→ WHAT TO WORK ON
Transcription task. Write out each entry verbatim and exclude any image.

→ DATA LISTING
Content starts
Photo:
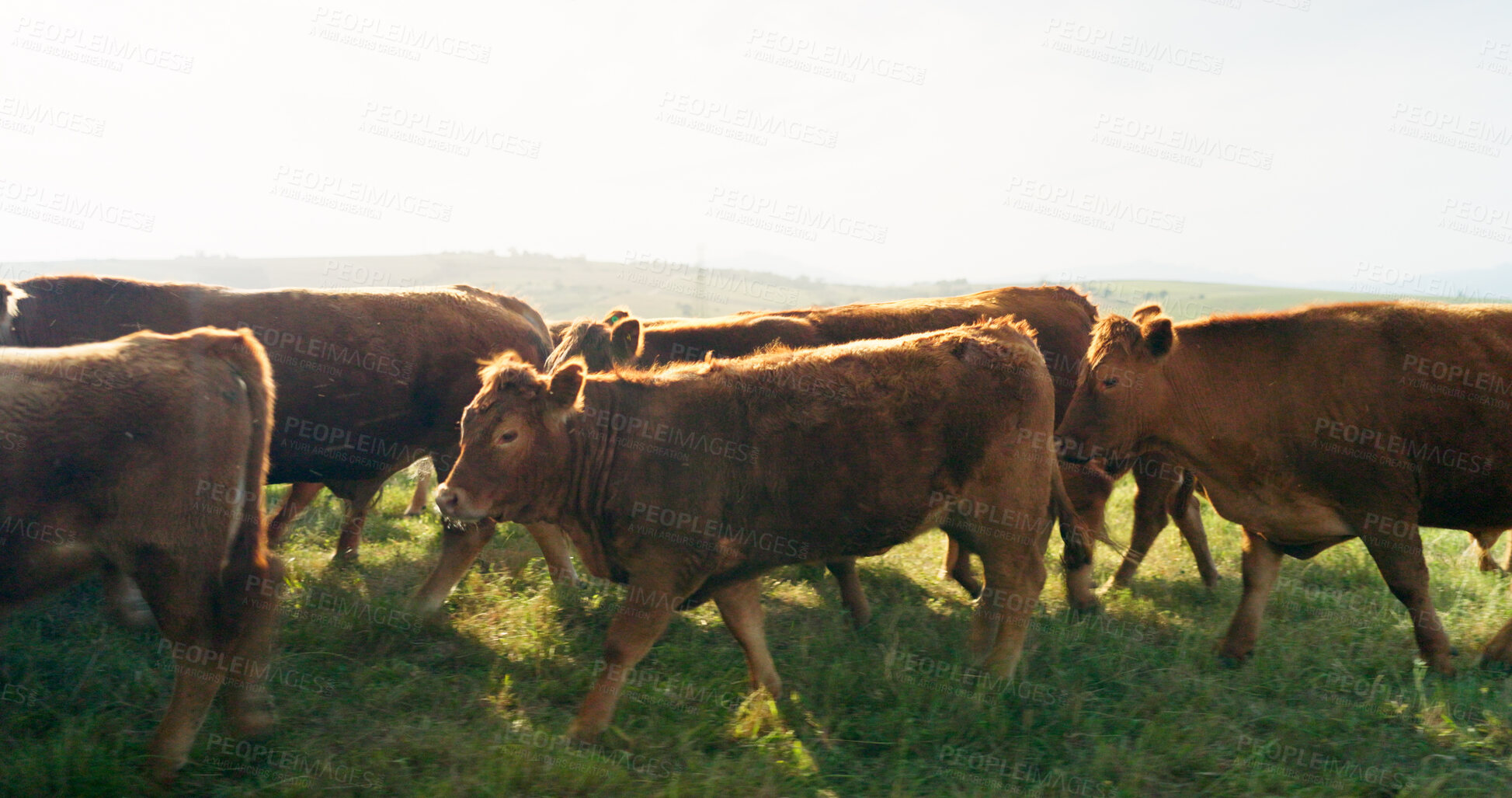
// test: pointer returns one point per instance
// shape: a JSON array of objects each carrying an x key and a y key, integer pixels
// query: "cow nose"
[{"x": 447, "y": 500}]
Content ends
→ TASK RESPONSE
Photo:
// test: pointer returns one point per instance
// shape: a JSON array of objects each carrying an x key and a y key, integer pixels
// query: "cow nose"
[{"x": 447, "y": 500}]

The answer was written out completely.